• TASK DETAILS: Render each line of the rows below as a JSON list of strings, one string per line, omitting blank lines.
------------------------------------------------------------------------
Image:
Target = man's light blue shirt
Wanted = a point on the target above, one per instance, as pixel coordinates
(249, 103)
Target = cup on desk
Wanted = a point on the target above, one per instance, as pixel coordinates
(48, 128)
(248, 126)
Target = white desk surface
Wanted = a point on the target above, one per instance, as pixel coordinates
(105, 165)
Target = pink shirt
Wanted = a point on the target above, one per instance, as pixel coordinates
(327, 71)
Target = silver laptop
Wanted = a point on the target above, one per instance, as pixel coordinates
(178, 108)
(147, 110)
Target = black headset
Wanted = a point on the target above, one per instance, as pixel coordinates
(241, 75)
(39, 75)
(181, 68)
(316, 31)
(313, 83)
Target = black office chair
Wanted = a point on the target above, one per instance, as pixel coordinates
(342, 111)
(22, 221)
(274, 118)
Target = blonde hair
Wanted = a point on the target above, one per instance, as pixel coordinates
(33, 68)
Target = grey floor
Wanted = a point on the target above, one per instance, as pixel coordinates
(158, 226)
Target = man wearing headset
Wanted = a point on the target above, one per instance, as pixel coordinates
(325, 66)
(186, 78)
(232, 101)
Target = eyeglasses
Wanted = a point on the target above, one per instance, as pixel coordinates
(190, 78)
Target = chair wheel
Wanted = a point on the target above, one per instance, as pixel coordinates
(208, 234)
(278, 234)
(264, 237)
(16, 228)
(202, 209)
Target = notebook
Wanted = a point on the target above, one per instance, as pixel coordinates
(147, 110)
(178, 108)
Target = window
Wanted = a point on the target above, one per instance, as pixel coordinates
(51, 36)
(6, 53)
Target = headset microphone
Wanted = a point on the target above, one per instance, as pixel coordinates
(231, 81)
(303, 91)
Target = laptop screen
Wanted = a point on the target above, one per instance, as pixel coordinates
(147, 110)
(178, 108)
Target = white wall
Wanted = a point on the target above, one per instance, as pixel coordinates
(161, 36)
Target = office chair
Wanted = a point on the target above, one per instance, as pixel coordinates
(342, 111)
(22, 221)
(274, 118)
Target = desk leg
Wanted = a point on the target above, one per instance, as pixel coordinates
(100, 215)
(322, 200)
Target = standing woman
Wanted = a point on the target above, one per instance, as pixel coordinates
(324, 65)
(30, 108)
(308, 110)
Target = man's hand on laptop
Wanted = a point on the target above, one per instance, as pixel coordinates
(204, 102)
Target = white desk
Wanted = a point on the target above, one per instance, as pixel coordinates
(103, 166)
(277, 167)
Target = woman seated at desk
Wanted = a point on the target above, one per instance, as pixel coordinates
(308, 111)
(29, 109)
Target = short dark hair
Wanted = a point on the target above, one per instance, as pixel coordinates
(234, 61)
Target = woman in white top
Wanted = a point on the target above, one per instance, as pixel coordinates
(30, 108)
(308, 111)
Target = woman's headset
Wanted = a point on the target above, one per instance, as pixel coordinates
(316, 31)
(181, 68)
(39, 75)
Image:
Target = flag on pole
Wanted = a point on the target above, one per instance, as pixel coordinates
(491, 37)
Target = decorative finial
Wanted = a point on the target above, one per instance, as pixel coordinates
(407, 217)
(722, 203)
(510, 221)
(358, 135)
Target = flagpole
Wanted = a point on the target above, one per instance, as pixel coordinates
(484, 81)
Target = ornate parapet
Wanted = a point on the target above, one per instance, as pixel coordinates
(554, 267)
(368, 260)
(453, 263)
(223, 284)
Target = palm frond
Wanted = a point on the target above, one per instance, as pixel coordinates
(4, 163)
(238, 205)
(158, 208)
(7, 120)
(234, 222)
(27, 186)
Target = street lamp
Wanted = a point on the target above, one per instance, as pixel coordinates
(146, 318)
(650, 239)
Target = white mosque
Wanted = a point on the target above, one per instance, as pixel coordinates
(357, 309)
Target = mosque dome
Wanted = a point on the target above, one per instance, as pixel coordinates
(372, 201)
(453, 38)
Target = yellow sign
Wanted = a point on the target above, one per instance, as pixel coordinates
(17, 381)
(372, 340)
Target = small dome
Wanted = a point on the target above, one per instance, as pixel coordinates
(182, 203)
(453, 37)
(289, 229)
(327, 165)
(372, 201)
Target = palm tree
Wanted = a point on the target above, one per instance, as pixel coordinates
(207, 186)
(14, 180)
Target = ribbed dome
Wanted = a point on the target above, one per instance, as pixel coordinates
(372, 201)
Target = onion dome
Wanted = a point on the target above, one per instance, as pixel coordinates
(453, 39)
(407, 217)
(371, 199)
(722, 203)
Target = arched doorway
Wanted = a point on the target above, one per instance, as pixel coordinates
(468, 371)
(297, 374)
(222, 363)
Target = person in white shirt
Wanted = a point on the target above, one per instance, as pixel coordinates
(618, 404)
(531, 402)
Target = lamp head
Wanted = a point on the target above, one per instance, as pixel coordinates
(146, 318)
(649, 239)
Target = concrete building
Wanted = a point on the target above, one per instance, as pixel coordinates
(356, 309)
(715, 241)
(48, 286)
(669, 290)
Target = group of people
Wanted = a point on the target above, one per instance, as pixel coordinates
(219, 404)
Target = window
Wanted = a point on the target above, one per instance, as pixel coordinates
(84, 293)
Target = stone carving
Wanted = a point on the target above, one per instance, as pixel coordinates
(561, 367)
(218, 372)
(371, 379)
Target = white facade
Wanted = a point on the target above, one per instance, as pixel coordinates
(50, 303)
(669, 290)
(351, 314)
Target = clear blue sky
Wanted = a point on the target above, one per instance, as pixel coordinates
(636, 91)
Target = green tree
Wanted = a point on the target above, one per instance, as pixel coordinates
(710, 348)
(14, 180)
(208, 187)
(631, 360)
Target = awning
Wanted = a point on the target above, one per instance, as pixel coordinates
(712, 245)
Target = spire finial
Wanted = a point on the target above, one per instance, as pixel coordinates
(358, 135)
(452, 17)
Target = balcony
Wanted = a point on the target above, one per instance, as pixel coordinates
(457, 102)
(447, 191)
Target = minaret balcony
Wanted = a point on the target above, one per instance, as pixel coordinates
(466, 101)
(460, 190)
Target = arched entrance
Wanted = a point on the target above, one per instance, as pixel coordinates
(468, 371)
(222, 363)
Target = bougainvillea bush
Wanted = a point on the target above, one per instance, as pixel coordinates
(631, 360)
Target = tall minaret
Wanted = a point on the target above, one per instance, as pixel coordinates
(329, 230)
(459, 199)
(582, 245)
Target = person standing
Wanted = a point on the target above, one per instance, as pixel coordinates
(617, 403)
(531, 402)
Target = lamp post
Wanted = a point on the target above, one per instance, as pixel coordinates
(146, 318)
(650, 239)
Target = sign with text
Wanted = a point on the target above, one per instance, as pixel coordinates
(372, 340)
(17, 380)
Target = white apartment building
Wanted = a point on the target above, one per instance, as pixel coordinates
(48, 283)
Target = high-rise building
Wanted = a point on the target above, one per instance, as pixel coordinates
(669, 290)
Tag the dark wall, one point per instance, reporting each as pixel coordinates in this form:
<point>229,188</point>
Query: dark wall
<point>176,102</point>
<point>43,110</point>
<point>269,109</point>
------------------------------------------------------------------------
• SOLUTION:
[
  "Image:",
  "Target = man's light blue shirt",
  "Wanted = a point on the target above, one per instance, as pixel coordinates",
  "(249, 103)",
  "Target = cup on desk",
  "Wanted = a point on the target above, one per instance, as pixel coordinates",
  "(48, 128)",
  "(248, 126)",
  "Target = white desk surface",
  "Wanted = a point on the target above, one per instance, as pixel coordinates",
  "(105, 165)",
  "Target = pink shirt",
  "Wanted = a point on the target above, one per instance, as pixel coordinates",
  "(327, 71)",
  "Target = silver laptop",
  "Wanted = a point on the target above, one per instance, as pixel coordinates",
  "(178, 108)",
  "(147, 110)",
  "Target = black headset",
  "Wanted = a point on the target above, one per instance, as pixel coordinates",
  "(241, 75)",
  "(39, 75)",
  "(181, 68)",
  "(316, 31)",
  "(313, 83)",
  "Target = black office chair",
  "Wanted = a point on the target above, one per instance, as pixel coordinates",
  "(342, 111)",
  "(22, 221)",
  "(274, 118)",
  "Target = blonde hair",
  "Wanted = a point on the target above, one per instance, as pixel coordinates",
  "(33, 68)",
  "Target = grey floor",
  "Wanted = a point on the target above, one per instance, as pixel coordinates",
  "(158, 226)",
  "Target = man wearing headset",
  "Wanted = a point on the target above, one per instance, as pixel coordinates",
  "(325, 66)",
  "(186, 78)",
  "(232, 101)",
  "Target = eyeglasses",
  "Wanted = a point on the target above, one per instance, as pixel coordinates",
  "(190, 78)",
  "Target = chair wheel",
  "Wanted = a point on the target above, one per instance, as pixel coordinates",
  "(208, 234)",
  "(278, 234)",
  "(264, 237)",
  "(16, 228)",
  "(202, 209)",
  "Target = notebook",
  "Wanted = a point on the target above, one per instance, as pixel coordinates",
  "(147, 110)",
  "(178, 108)",
  "Target = window",
  "Wanted = a point on the target above, one per instance, as pixel coordinates",
  "(51, 36)",
  "(6, 53)",
  "Target = headset microphone",
  "Wanted = a point on the target above, one per instance, as pixel coordinates",
  "(231, 81)",
  "(303, 91)",
  "Target = laptop screen",
  "Wanted = a point on the target above, one per instance, as pixel coordinates",
  "(147, 110)",
  "(178, 108)",
  "Target = white wall",
  "Wanted = a point on the target above, one per instance, as pixel coordinates",
  "(161, 36)",
  "Target = office chair",
  "Wanted = a point on the target above, one per instance, as pixel coordinates",
  "(342, 111)",
  "(22, 221)",
  "(274, 118)",
  "Target = desk leg",
  "Wanted = a point on the target above, one per instance, as pixel coordinates",
  "(100, 215)",
  "(322, 200)",
  "Target = standing woman",
  "Wanted = a point on the target above, one per instance, as pixel coordinates",
  "(324, 65)",
  "(30, 108)",
  "(308, 110)",
  "Target = man's hand on laptop",
  "Wanted = a point on the target above, one per instance, as pixel coordinates",
  "(204, 102)",
  "Target = white desk",
  "Wanted = a point on the target above, one per instance, as pixel coordinates",
  "(103, 166)",
  "(277, 167)",
  "Target = woman seated at desk",
  "Wanted = a point on the target above, one per instance, as pixel coordinates",
  "(308, 111)",
  "(29, 109)",
  "Target = short dark hair",
  "Wanted = a point on the target above, one per instance, as pixel coordinates",
  "(234, 61)",
  "Target = woman in white top",
  "Wanted = a point on the target above, one per instance, as pixel coordinates",
  "(30, 108)",
  "(308, 111)",
  "Target = woman's headset",
  "Wanted = a point on the target above, one per instance, as pixel coordinates",
  "(316, 31)",
  "(181, 68)",
  "(39, 75)",
  "Image:",
  "Target = flag on pole",
  "Wanted = a point on the target above, one per instance, as pixel coordinates",
  "(491, 37)",
  "Target = decorative finial",
  "Wanted = a point on the target above, one per instance, as pixel coordinates",
  "(407, 217)",
  "(722, 203)",
  "(510, 221)",
  "(358, 135)",
  "Target = flagpole",
  "Wanted = a point on the target above, one per instance, as pixel coordinates",
  "(484, 81)",
  "Target = ornate parapet",
  "Wanted = a point on the target above, one per instance, as pixel coordinates",
  "(554, 267)",
  "(368, 260)",
  "(453, 263)",
  "(223, 284)",
  "Target = palm frond",
  "Wanted = a point on the target above, one per instance, as pixel coordinates",
  "(4, 163)",
  "(238, 205)",
  "(158, 208)",
  "(7, 120)",
  "(234, 222)",
  "(27, 186)",
  "Target = street lamp",
  "Wanted = a point on the target above, one per instance, as pixel coordinates",
  "(146, 318)",
  "(650, 239)",
  "Target = white mosque",
  "Wanted = a point on the target above, one per instance, as pixel coordinates",
  "(357, 309)",
  "Target = mosque dome",
  "Wanted = a point on the target above, one per instance, as pixel coordinates",
  "(372, 201)",
  "(453, 38)",
  "Target = yellow sign",
  "Wanted = a point on the target above, one per instance, as pixel coordinates",
  "(17, 381)",
  "(372, 340)",
  "Target = small dome",
  "Wanted = a point on the target above, one per instance, as pixel coordinates",
  "(182, 203)",
  "(453, 37)",
  "(289, 229)",
  "(327, 165)",
  "(372, 201)",
  "Target = palm tree",
  "Wanted = a point on the target above, one per instance, as pixel coordinates",
  "(207, 186)",
  "(14, 180)",
  "Target = ribbed dome",
  "Wanted = a point on the target above, one per instance, as pixel coordinates",
  "(372, 201)",
  "Target = onion dome",
  "Wanted = a point on the target above, one per instance, as pixel coordinates",
  "(453, 39)",
  "(407, 217)",
  "(371, 199)",
  "(722, 203)",
  "Target = arched doorway",
  "Wanted = a point on the target above, one per instance, as pixel coordinates",
  "(468, 371)",
  "(297, 374)",
  "(222, 363)",
  "Target = person in white shirt",
  "Wanted = a point on the target above, one per instance, as pixel coordinates",
  "(618, 404)",
  "(531, 402)",
  "Target = lamp head",
  "Wanted = a point on the target above, one per instance, as pixel coordinates",
  "(146, 318)",
  "(649, 239)",
  "Target = concrete building",
  "Wanted = a point on the target above, one per instance, as pixel coordinates",
  "(356, 309)",
  "(715, 241)",
  "(48, 286)",
  "(669, 290)",
  "Target = group of people",
  "Wanted = a point on the target above, one per instance, as pixel coordinates",
  "(219, 404)",
  "Target = window",
  "Wanted = a point on the target above, one per instance, as pixel coordinates",
  "(84, 293)",
  "Target = stone carving",
  "Wanted = a point on the target above, one per instance, as pixel coordinates",
  "(561, 367)",
  "(218, 372)",
  "(371, 379)",
  "Target = white facade",
  "Wanted = a point on the target above, one per instance, as pixel coordinates",
  "(50, 303)",
  "(669, 290)",
  "(351, 314)",
  "Target = clear blue sky",
  "Wanted = a point on the target above, one per instance, as pixel coordinates",
  "(636, 91)",
  "Target = green tree",
  "Wanted = a point on the target above, one per instance, as pixel coordinates",
  "(710, 348)",
  "(14, 180)",
  "(208, 187)",
  "(631, 360)",
  "Target = awning",
  "Wanted = a point on the target above, one per instance, as pixel coordinates",
  "(712, 245)",
  "Target = spire finial",
  "Wanted = a point on the target above, one per instance, as pixel coordinates",
  "(358, 135)",
  "(452, 17)",
  "Target = balcony",
  "Wanted = a point on the target above, one per instance, as pixel coordinates",
  "(457, 102)",
  "(447, 191)",
  "Target = minaret balcony",
  "Wanted = a point on the target above, one per instance, as pixel coordinates",
  "(466, 101)",
  "(460, 190)",
  "Target = arched entrance",
  "Wanted = a point on the target above, one per instance, as pixel coordinates",
  "(468, 371)",
  "(222, 363)",
  "Target = bougainvillea bush",
  "Wanted = a point on the target above, one per instance, as pixel coordinates",
  "(631, 360)",
  "Target = tall minaret",
  "Wanted = a point on the target above, one per instance, as pixel coordinates",
  "(329, 230)",
  "(459, 199)",
  "(582, 245)",
  "Target = person standing",
  "Wanted = a point on the target above, one per instance, as pixel coordinates",
  "(617, 403)",
  "(531, 402)",
  "Target = lamp post",
  "Wanted = a point on the target above, one per instance, as pixel coordinates",
  "(146, 318)",
  "(650, 239)",
  "Target = sign with text",
  "Wanted = a point on the target above, one per instance, as pixel coordinates",
  "(372, 340)",
  "(17, 380)",
  "Target = white apartment building",
  "Wanted = a point on the target above, one per instance, as pixel coordinates",
  "(48, 283)",
  "Target = high-rise building",
  "Wanted = a point on the target above, one per instance, as pixel coordinates",
  "(669, 290)",
  "Tag the dark wall, one point per instance, reporting each as pixel coordinates in this form:",
  "<point>229,188</point>",
  "Query: dark wall",
  "<point>176,102</point>",
  "<point>43,110</point>",
  "<point>269,109</point>"
]